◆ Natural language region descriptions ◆

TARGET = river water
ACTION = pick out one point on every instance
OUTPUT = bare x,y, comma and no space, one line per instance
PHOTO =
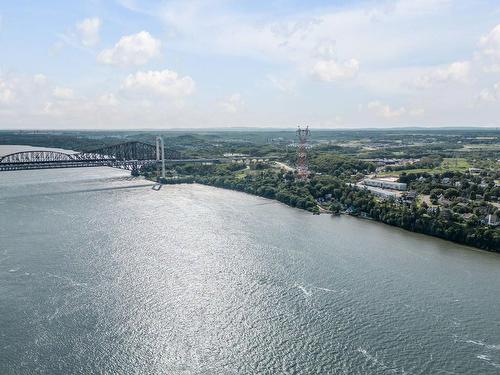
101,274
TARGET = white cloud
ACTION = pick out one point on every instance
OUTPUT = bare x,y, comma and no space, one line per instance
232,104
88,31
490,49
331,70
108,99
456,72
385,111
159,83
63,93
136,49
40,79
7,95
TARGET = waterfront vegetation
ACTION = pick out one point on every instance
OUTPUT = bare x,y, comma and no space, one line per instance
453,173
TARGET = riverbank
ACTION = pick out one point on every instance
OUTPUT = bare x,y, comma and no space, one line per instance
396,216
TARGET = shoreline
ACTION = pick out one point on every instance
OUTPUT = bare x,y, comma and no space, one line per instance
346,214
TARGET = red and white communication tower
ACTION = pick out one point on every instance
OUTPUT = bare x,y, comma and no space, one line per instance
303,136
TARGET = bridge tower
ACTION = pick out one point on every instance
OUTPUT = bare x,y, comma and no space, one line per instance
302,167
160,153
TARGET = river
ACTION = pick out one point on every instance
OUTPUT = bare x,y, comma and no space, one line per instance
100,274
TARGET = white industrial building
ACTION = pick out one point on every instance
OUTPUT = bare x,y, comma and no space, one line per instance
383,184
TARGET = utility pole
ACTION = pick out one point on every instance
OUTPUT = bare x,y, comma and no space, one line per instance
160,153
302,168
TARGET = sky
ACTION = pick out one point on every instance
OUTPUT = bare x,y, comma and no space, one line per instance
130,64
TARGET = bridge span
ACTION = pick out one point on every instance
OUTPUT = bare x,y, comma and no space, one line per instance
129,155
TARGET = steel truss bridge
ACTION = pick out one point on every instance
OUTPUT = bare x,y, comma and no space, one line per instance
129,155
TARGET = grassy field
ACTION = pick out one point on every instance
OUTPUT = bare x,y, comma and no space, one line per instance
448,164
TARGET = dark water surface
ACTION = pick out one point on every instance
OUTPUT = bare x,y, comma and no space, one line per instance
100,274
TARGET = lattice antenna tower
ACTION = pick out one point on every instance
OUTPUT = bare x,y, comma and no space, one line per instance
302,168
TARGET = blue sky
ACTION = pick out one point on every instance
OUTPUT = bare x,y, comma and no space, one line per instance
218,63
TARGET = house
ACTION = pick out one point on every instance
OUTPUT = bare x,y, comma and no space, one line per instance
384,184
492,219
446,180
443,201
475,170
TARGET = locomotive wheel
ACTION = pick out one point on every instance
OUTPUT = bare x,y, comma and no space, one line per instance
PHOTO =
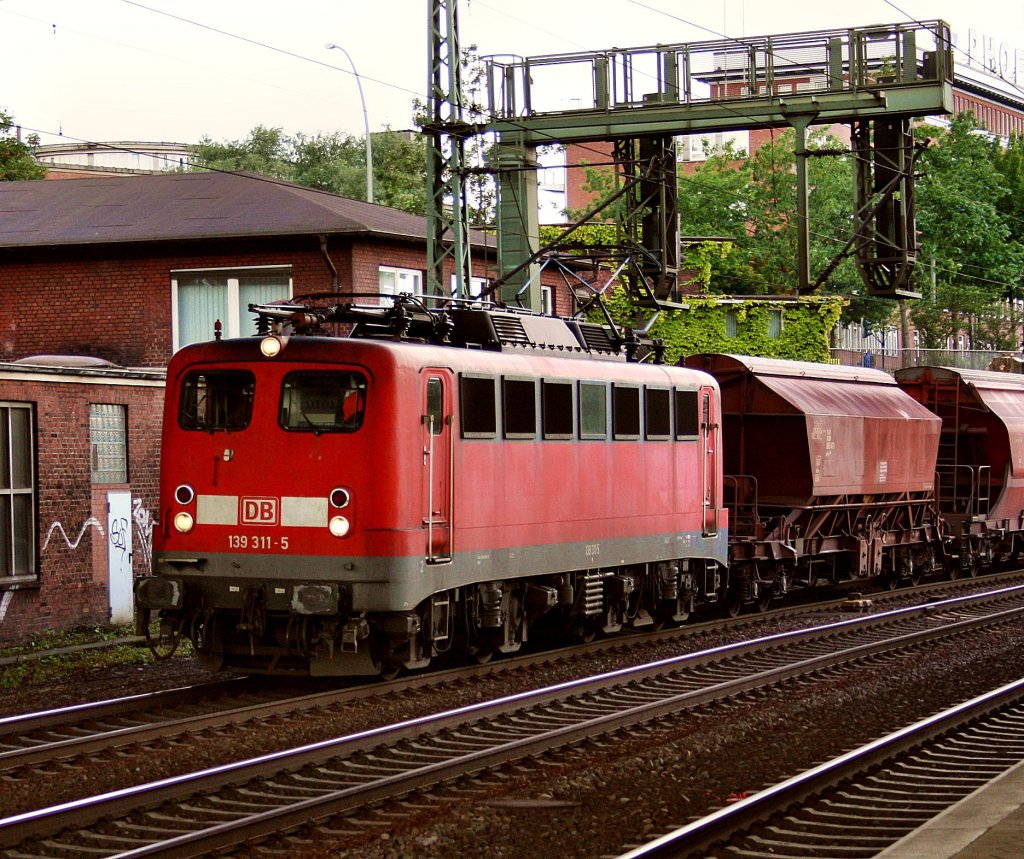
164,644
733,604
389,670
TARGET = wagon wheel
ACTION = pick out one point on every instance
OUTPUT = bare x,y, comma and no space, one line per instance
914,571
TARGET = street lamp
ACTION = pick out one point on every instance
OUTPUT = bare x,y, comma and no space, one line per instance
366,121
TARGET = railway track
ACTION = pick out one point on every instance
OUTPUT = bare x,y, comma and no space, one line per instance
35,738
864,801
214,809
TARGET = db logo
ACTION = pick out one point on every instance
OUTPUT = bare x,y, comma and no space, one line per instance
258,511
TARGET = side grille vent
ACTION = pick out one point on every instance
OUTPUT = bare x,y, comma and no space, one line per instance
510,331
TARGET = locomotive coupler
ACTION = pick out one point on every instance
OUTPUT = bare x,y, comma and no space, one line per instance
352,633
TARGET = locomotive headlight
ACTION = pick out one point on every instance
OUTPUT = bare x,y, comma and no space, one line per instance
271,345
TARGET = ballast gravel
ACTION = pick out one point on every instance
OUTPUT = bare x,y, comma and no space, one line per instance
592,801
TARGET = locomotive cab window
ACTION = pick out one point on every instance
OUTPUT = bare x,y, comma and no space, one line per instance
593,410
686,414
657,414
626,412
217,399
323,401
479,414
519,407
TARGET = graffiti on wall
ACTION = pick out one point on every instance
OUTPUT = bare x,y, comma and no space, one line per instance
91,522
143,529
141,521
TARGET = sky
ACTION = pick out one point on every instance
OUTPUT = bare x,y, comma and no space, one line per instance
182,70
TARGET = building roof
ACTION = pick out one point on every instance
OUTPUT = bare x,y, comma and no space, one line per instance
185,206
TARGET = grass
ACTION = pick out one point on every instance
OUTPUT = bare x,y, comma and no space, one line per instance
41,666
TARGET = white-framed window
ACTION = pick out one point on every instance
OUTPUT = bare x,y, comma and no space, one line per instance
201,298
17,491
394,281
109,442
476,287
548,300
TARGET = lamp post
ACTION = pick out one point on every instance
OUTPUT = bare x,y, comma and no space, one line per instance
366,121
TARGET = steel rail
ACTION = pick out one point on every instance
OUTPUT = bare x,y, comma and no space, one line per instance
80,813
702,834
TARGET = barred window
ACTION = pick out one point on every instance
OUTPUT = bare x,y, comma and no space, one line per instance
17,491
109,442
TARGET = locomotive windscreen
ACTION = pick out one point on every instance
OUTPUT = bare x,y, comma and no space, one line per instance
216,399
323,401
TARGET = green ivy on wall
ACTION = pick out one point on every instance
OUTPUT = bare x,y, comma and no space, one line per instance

◆ Your assignment ◆
Return the preceding entries exactly, each word as given, but leave out any picture.

◆ Result of the exercise ◆
TARGET = river water
ACTION = pick out one point on every instance
OUTPUT = bare x,y, comma and no space, one line per instance
PHOTO =
101,274
TARGET = white cloud
ACTION = pick out one point on every instance
OUTPUT = bare x,y, comma and no space, one line per instance
232,104
88,31
490,49
331,70
108,99
456,72
385,111
159,83
63,93
136,49
40,79
7,95
TARGET = waterfront vegetation
ACTION = pick out one point on every instance
OUTPUT = bare x,y, comma and no space, one line per instance
453,173
TARGET = riverbank
ACTION = pick out one point on every instance
OUTPUT = bare x,y, comma and no space, one line per instance
396,216
TARGET = shoreline
ACTION = pick out one point on every instance
OUTPUT = bare x,y, comma and no space, one line per instance
346,214
TARGET = red and white communication tower
ACTION = pick out one point on every instance
OUTPUT = bare x,y, comma and no space, one line per instance
303,136
TARGET = bridge tower
ACTION = pick out one point on every instance
OUTPUT = bare x,y, comma and no space, one line per instance
302,167
160,153
TARGET = river
ACTION = pick out one point on every instance
OUTPUT = bare x,y, comma and no space, one line per instance
100,274
TARGET = white industrial building
ACTION = pick out one point on every instance
OUTPUT = bare x,y, comma and no space, one line per instance
383,184
TARGET = utility pole
ACTION = pick out one point on every instance
OUTPUT = bare x,y, comma and no space, one line per instance
160,153
302,168
TARGET = sky
ACTION = pick out one point on every instance
OUTPUT = bare x,y, comma and no space, one line per instance
130,64
TARGET = bridge span
ACTION = pick out one point on every instance
OUTPUT = bare x,y, comma and no space, one line per instance
129,155
TARGET = steel truss bridge
ACTION = pick out one point on every instance
OUTPUT = bare x,y, comma and no space, one line per instance
129,155
TARGET = grassy field
ACTION = pick out one point on every instance
OUTPUT = bare x,y, comma and no space, one line per instance
448,164
TARGET = dark water surface
ACTION = pick out one point on every instance
OUTPUT = bare x,y, comma and no space, one line per instance
100,274
TARGET = lattice antenna tower
ACTION = pick out one point on every instance
OUTPUT = bare x,y, comma and no space, one line per instance
302,168
TARGET = blue sky
ACTION = pick out one point on every instance
OUTPUT = bare x,y, comma and no space, one line per instance
218,63
TARGET = house
ACTION = pick out one point on every instance
OUTPUT = bare x,y, comma and no space, one line per instance
384,184
492,219
446,180
443,201
475,170
TARGET = locomotive wheel
ACTION = pick out one point on every instance
OUTPUT = bare x,y, comma and no space, one line per instance
PHOTO =
164,644
733,604
389,670
TARGET = wagon wheel
ACTION = pick out one point on every instance
OUTPUT = bare x,y, comma and no space, one line per instance
914,571
TARGET = street lamp
ACTION = pick out one point on every instance
OUTPUT = bare x,y, comma and no space, one line per instance
366,121
TARGET = railway track
ACTION = pick out one point on every instance
OUTPUT = bare x,y, comma and no space, one line per instance
35,738
864,801
214,809
TARGET = db logo
ACTION = pick out one point on every instance
OUTPUT = bare x,y, comma and no space, one line per instance
258,511
TARGET = side grille vent
ACTION = pick out one point on every instance
OUTPUT = bare x,y, comma and no space, one line per instance
510,331
TARGET = locomotive coupler
ACTION = pick out one point on every instance
OUTPUT = bare x,y, comma and no space, one line per instance
352,633
TARGET = locomotive headlight
ACTION = pick out one point on every instance
OUTPUT = bare x,y, comma and no space, one line per instance
271,345
TARGET = ballast gravel
ACTION = pick out one point on every instance
OUTPUT = bare x,y, comma and no space, one line per instance
592,801
TARGET = locomotive cab window
ACTION = pick out one point on every instance
OUTPUT = bare x,y, comma and no space, one line per instance
593,410
686,414
657,414
626,412
217,399
323,401
479,414
519,407
TARGET = graffiti on wall
ACTION = pick out one point on every instance
OUTPUT = bare x,y, comma and no space, one line per instance
91,522
143,529
141,521
TARGET = sky
ACTION = pick out one point on every instance
OUTPUT = bare x,y, comma and no space, one line per instance
182,70
TARGET = building roof
ACTION = pick out one point on every instance
OUTPUT = bare x,y, comma and no space, one line per instance
185,206
TARGET = grass
ACTION = pick out one point on every instance
OUTPUT = bare x,y, comma and no space, one line per instance
41,666
TARGET = white-framed window
ACTION = pick out one point on every instance
OUTPUT = bare x,y, comma and no space, one line per instance
201,298
17,491
394,281
109,442
476,287
548,300
TARGET = lamp post
ACTION = pick out one point on every instance
OUTPUT = bare x,y, comma and no space, one line per instance
366,121
TARGET = steel rail
ACTION = pick out one point on every instance
OUTPUT = bare x,y, comma and no space, one line per instance
80,813
702,834
TARGET = barred window
ACTION = pick out one point on every instance
OUTPUT = bare x,y, comma and no space, one line per instance
17,491
109,442
TARGET = locomotive windscreen
ACTION = pick out one point on every instance
OUTPUT = bare x,y, comma and no space, one line per instance
216,399
323,401
TARGET = green ivy on wall
ACTION = pick out one point on every instance
OUTPUT = bare x,y, comma and no space, one line per instance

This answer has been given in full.